• [WHAT YOU WILL DO]: Return every line of the records below verbatim, with the pictures left out.

(Dataset excerpt)

[start]

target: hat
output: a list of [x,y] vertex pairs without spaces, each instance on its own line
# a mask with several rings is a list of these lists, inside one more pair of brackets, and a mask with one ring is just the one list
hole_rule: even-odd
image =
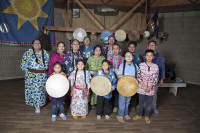
[[113,37],[114,39],[116,39],[114,35],[109,35],[109,36],[108,36],[108,40],[109,40],[111,37]]

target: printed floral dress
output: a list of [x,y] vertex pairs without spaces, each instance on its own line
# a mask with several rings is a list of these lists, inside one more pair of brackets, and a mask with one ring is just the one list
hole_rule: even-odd
[[[106,58],[104,56],[100,56],[100,57],[95,57],[92,56],[87,60],[87,70],[90,71],[91,75],[94,75],[93,71],[98,71],[102,69],[102,61],[105,60]],[[95,105],[97,104],[97,97],[96,94],[94,92],[91,91],[90,94],[91,98],[89,98],[90,104],[91,105]]]

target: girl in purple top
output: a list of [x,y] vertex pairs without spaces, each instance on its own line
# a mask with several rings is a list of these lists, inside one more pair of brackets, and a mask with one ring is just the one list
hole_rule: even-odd
[[[55,62],[60,62],[62,64],[64,55],[65,55],[65,43],[64,42],[58,42],[57,43],[57,52],[54,53],[50,59],[50,65],[49,65],[49,71],[48,71],[48,75],[51,76],[51,74],[53,73],[53,66]],[[49,96],[49,100],[51,101],[52,98]],[[64,98],[64,100],[66,100],[66,97]]]
[[53,73],[53,65],[55,62],[60,62],[62,64],[64,55],[65,55],[64,50],[65,50],[65,43],[58,42],[57,43],[57,52],[54,53],[50,59],[50,66],[49,66],[49,72],[48,72],[49,76]]

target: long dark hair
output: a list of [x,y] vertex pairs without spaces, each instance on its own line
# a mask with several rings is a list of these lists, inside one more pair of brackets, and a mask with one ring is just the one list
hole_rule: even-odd
[[[53,64],[53,68],[55,67],[55,65],[59,65],[61,67],[61,72],[63,71],[63,67],[62,67],[62,64],[58,61],[56,61],[54,64]],[[54,71],[54,70],[53,70]]]
[[[76,65],[78,65],[79,62],[82,62],[82,63],[85,65],[85,62],[84,62],[83,60],[78,60],[78,62],[76,63]],[[84,67],[83,70],[84,70],[85,85],[86,85],[86,88],[87,88],[87,83],[86,83],[86,70],[85,70],[85,67]],[[78,68],[76,69],[75,80],[74,80],[73,86],[75,86],[75,84],[76,84],[76,76],[77,76],[77,73],[78,73]]]
[[[132,55],[132,53],[131,52],[126,52],[126,53],[130,53],[131,55]],[[126,53],[125,53],[125,55],[126,55]],[[133,56],[133,55],[132,55]],[[125,57],[124,57],[125,58]],[[126,60],[124,59],[124,62],[123,62],[124,64],[123,64],[123,71],[122,71],[122,75],[124,75],[124,72],[125,72],[125,67],[126,67]],[[134,68],[135,68],[135,78],[137,78],[137,69],[136,69],[136,65],[135,65],[135,62],[134,62],[134,57],[133,57],[133,60],[132,60],[132,63],[133,63],[133,65],[134,65]]]
[[[32,41],[32,44],[33,44],[36,40],[40,41],[40,45],[41,45],[41,49],[42,49],[42,62],[43,62],[43,64],[44,64],[44,66],[45,66],[44,50],[43,50],[43,48],[42,48],[41,40],[40,40],[40,39],[34,39],[34,40]],[[36,63],[38,63],[38,58],[37,58],[37,56],[36,56],[36,54],[35,54],[35,50],[34,50],[33,47],[32,47],[32,49],[33,49],[33,54],[34,54],[34,56],[35,56],[35,58],[36,58],[35,61],[36,61]]]

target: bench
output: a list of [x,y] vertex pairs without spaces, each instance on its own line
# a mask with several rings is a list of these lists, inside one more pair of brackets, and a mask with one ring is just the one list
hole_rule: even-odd
[[186,83],[180,82],[176,83],[174,81],[164,81],[162,87],[169,87],[169,92],[173,93],[174,96],[177,95],[178,87],[186,87]]

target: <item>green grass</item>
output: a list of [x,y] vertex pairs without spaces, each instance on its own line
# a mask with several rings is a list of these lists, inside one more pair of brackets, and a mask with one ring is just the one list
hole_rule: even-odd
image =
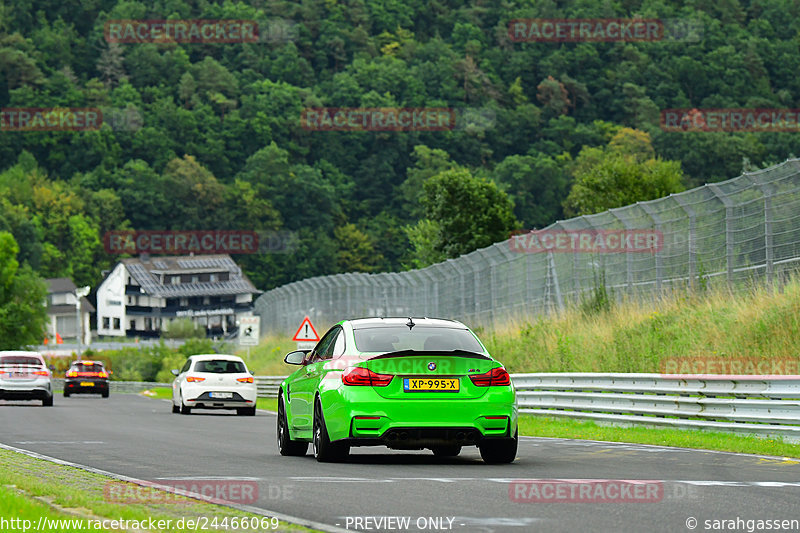
[[[3,531],[22,531],[23,529],[27,529],[29,531],[33,530],[33,528],[38,525],[39,519],[42,517],[51,521],[60,519],[74,519],[74,517],[71,515],[55,512],[49,505],[40,503],[39,501],[33,500],[29,496],[21,494],[14,486],[9,485],[0,487],[0,521],[3,519],[6,521],[16,519],[15,522],[9,522],[8,524],[3,524],[0,522],[0,528],[2,528]],[[46,531],[58,533],[81,531],[80,529],[75,529],[74,527],[68,527],[69,524],[65,522],[50,522],[48,525],[50,527],[46,528]],[[56,527],[57,525],[66,527]],[[99,531],[109,530],[102,529]]]
[[[153,518],[171,520],[173,527],[157,530],[169,532],[194,531],[194,528],[174,527],[180,518],[218,517],[222,520],[225,517],[229,519],[258,517],[177,495],[170,496],[166,503],[115,502],[107,498],[104,492],[111,482],[115,487],[123,483],[85,470],[0,449],[0,517],[6,519],[19,517],[33,520],[34,523],[42,515],[49,518],[67,518],[70,514],[74,519],[81,519],[84,522],[102,518],[138,521]],[[132,487],[135,488],[133,485]],[[130,493],[136,494],[134,488]],[[124,494],[123,489],[118,488],[118,490]],[[88,528],[84,528],[86,529]],[[47,531],[77,531],[77,529],[47,529]],[[312,530],[282,522],[278,531]]]
[[711,431],[612,427],[598,425],[592,421],[528,415],[520,416],[519,430],[521,435],[536,437],[631,442],[800,458],[800,445],[789,444],[782,439],[764,439]]
[[[800,280],[783,291],[725,288],[623,302],[586,313],[572,306],[533,322],[478,330],[510,372],[656,372],[669,362],[800,362]],[[721,373],[721,372],[713,372]]]

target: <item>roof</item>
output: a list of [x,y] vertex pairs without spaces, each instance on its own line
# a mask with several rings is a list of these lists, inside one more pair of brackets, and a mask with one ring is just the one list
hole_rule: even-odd
[[48,292],[75,292],[78,287],[69,278],[49,278],[47,280]]
[[[94,313],[95,308],[92,305],[92,302],[87,300],[85,297],[81,298],[81,313]],[[58,304],[58,305],[51,305],[47,308],[48,315],[68,315],[70,313],[75,313],[75,306],[72,304]]]
[[223,361],[241,361],[244,363],[244,360],[239,357],[238,355],[230,355],[225,353],[202,353],[189,356],[195,361],[211,361],[214,359],[222,359]]
[[[123,259],[122,264],[131,278],[145,294],[162,298],[188,296],[221,296],[231,294],[258,294],[242,269],[229,255],[184,255],[159,256],[148,261],[140,258]],[[163,284],[161,274],[201,274],[228,272],[226,281],[203,281],[197,283]]]
[[[356,318],[353,320],[346,320],[349,322],[353,329],[361,328],[374,328],[381,326],[405,326],[408,324],[409,317],[374,317],[374,318]],[[467,326],[458,322],[457,320],[449,320],[446,318],[423,318],[413,317],[414,325],[426,326],[433,328],[459,328],[467,329]]]

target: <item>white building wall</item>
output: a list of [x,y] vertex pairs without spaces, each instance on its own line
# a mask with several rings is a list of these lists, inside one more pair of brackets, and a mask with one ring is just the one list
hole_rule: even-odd
[[[127,269],[118,263],[97,289],[97,334],[124,337]],[[108,327],[105,320],[108,319]],[[116,319],[116,321],[115,321]],[[114,326],[117,325],[115,328]]]

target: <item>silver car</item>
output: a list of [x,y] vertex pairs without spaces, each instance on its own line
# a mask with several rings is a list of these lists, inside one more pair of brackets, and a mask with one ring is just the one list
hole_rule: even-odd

[end]

• [EXERCISE SOLUTION]:
target: hat
output: a list of [x,y] vertex pairs without spaces, each instance on its own line
# a mask with several rings is a list of these lists, inside one more pair of brackets, and a mask with one ring is just the one list
hole_rule: even-odd
image =
[[113,37],[114,39],[116,39],[114,35],[109,35],[109,36],[108,36],[108,40],[109,40],[111,37]]

target: printed floral dress
output: a list of [x,y] vertex pairs without spaces, each instance on its own line
# a mask with several rings is a list of these lists, inside one more pair of brackets, and a mask with one ring is just the one list
hole_rule: even-odd
[[[106,58],[104,56],[100,56],[100,57],[95,57],[92,56],[87,60],[87,70],[90,71],[91,75],[94,75],[93,71],[98,71],[102,69],[102,61],[105,60]],[[95,105],[97,104],[97,97],[96,94],[94,92],[91,91],[90,94],[91,98],[89,98],[90,104],[91,105]]]

target: girl in purple top
output: a list of [x,y] vertex pairs without spaces, each instance on its own line
# a mask with several rings is a list of these lists, inside one more pair of brackets, and a mask with one ring is just the one list
hole_rule: even-odd
[[[55,62],[60,62],[62,64],[64,55],[65,55],[65,43],[64,42],[58,42],[57,43],[57,52],[54,53],[50,59],[50,65],[49,65],[49,71],[48,71],[48,75],[51,76],[51,74],[53,73],[53,66]],[[49,96],[49,100],[51,101],[52,98]],[[64,98],[64,100],[66,100],[66,97]]]
[[53,73],[53,65],[55,62],[60,62],[62,64],[64,55],[65,55],[64,50],[65,50],[65,43],[58,42],[57,43],[57,52],[54,53],[50,59],[50,66],[49,66],[49,72],[48,72],[49,76]]

target: long dark hair
output: a list of [x,y] vertex pairs without spaces, each instance on its own line
# a mask with several rings is a list of these lists, inside one more pair of brackets, and a mask with one ring is just the one list
hole_rule: even-odd
[[[53,64],[53,68],[55,67],[55,65],[59,65],[61,67],[61,72],[63,71],[63,67],[62,67],[62,64],[58,61],[56,61],[54,64]],[[54,71],[54,70],[53,70]]]
[[[76,65],[78,65],[79,62],[82,62],[82,63],[85,65],[85,62],[84,62],[83,60],[78,60],[78,62],[76,63]],[[84,67],[83,70],[84,70],[85,85],[86,85],[86,88],[87,88],[87,83],[86,83],[86,70],[85,70],[85,67]],[[78,68],[76,69],[75,80],[74,80],[73,86],[75,86],[75,84],[76,84],[76,76],[77,76],[77,73],[78,73]]]
[[[132,55],[132,53],[131,52],[126,52],[126,53],[130,53],[131,55]],[[126,53],[125,53],[125,55],[126,55]],[[133,56],[133,55],[132,55]],[[125,57],[124,57],[125,58]],[[126,60],[124,59],[124,62],[123,62],[124,64],[123,64],[123,71],[122,71],[122,75],[124,75],[124,72],[125,72],[125,67],[126,67]],[[134,68],[135,68],[135,78],[137,78],[137,69],[136,69],[136,65],[135,65],[135,62],[134,62],[134,57],[133,57],[133,60],[132,60],[132,63],[133,63],[133,65],[134,65]]]
[[[32,41],[32,44],[33,44],[36,40],[40,41],[40,45],[41,45],[41,49],[42,49],[42,62],[43,62],[43,64],[44,64],[44,66],[45,66],[44,50],[43,50],[43,48],[42,48],[41,40],[40,40],[40,39],[34,39],[34,40]],[[36,63],[38,63],[38,58],[37,58],[37,56],[36,56],[36,54],[35,54],[35,50],[34,50],[33,47],[32,47],[32,49],[33,49],[33,54],[34,54],[34,56],[35,56],[35,58],[36,58],[35,61],[36,61]]]

target: bench
output: a list of [x,y] vertex pairs without spaces, each instance on its own line
# a mask with several rings is a list of these lists, inside one more pair of brackets, and a mask with one ring is just the one list
hole_rule: even-odd
[[186,83],[180,82],[176,83],[174,81],[164,81],[162,87],[169,87],[169,92],[173,93],[174,96],[177,95],[178,87],[186,87]]

target: <item>green grass</item>
output: a list of [x,y] vertex pairs without spaces, each instance on its own line
# a mask with several rings is a list of these lists, inside one more pair of brackets, and a mask with one ring is just the one list
hole_rule: even-odd
image =
[[[3,531],[22,531],[23,529],[27,529],[29,531],[33,530],[33,528],[38,525],[39,519],[42,517],[51,521],[60,519],[74,519],[74,517],[71,515],[55,512],[49,505],[40,503],[39,501],[33,500],[29,496],[21,494],[14,486],[9,485],[0,487],[0,521],[3,519],[6,521],[16,519],[15,522],[9,522],[8,524],[3,524],[0,522],[0,528],[2,528]],[[46,531],[58,533],[81,531],[80,529],[75,529],[74,527],[68,527],[69,524],[65,522],[50,522],[48,525],[50,527],[46,528]],[[56,527],[57,525],[66,527]],[[99,531],[109,530],[102,529]]]
[[[153,518],[171,520],[173,527],[157,530],[169,532],[194,531],[194,528],[174,527],[180,518],[218,517],[222,520],[225,517],[229,519],[258,517],[177,495],[170,496],[166,503],[115,502],[107,498],[104,492],[111,482],[115,487],[123,483],[85,470],[0,449],[0,517],[6,519],[19,517],[33,520],[34,523],[42,515],[49,518],[67,518],[70,514],[74,519],[81,519],[84,522],[102,518],[138,521]],[[132,487],[135,488],[133,485]],[[130,493],[136,494],[134,488]],[[124,494],[123,489],[118,488],[118,490]],[[88,528],[84,528],[86,529]],[[47,531],[77,531],[77,529],[47,529]],[[312,530],[282,522],[278,531]]]
[[711,431],[612,427],[598,425],[592,421],[528,415],[520,416],[519,430],[521,435],[536,437],[631,442],[800,458],[800,445],[789,444],[782,439],[764,439]]
[[[800,280],[783,291],[725,288],[623,302],[586,313],[572,306],[533,322],[478,330],[510,372],[656,372],[669,362],[800,362]],[[721,373],[721,372],[713,372]]]

target: <item>roof</item>
output: a list of [x,y] vertex pairs without spaces, each instance on its own line
# a mask with several rings is a list of these lists, inside one more pair of brackets, and a mask with one ring is just the one list
hole_rule: even-odd
[[48,292],[75,292],[78,287],[69,278],[49,278],[47,280]]
[[[94,313],[95,308],[92,305],[92,302],[87,300],[85,297],[81,298],[81,313]],[[58,304],[58,305],[51,305],[47,308],[48,315],[68,315],[70,313],[75,313],[75,306],[72,304]]]
[[223,361],[241,361],[244,363],[244,360],[239,357],[238,355],[230,355],[225,353],[202,353],[189,356],[195,361],[211,361],[214,359],[222,359]]
[[[123,259],[122,264],[131,278],[145,294],[162,298],[188,296],[221,296],[231,294],[258,294],[242,269],[229,255],[184,255],[159,256],[148,261],[140,258]],[[163,284],[161,274],[201,274],[228,272],[226,281],[203,281],[197,283]]]
[[[356,318],[353,320],[346,320],[349,322],[353,329],[361,328],[374,328],[381,326],[405,326],[408,324],[409,317],[374,317],[374,318]],[[467,326],[458,322],[457,320],[449,320],[446,318],[423,318],[413,317],[414,325],[426,326],[433,328],[459,328],[467,329]]]

target: <item>white building wall</item>
output: a list of [x,y] vertex pairs without spaces, each instance on its own line
# a mask with several rings is a list of these lists, inside one more pair of brackets, and a mask with one ring is just the one list
hole_rule: even-odd
[[[127,269],[118,263],[97,289],[97,334],[124,337]],[[108,327],[105,320],[108,319]],[[116,319],[116,321],[115,321]],[[114,326],[117,325],[115,328]]]

target: <item>silver car</item>
output: a list of [x,y] vertex pairs without spaces, each instance on its own line
# a mask with several rings is a list of these lists, inside one more pair of brackets, and a mask with one ring is just the one list
hole_rule: even-odd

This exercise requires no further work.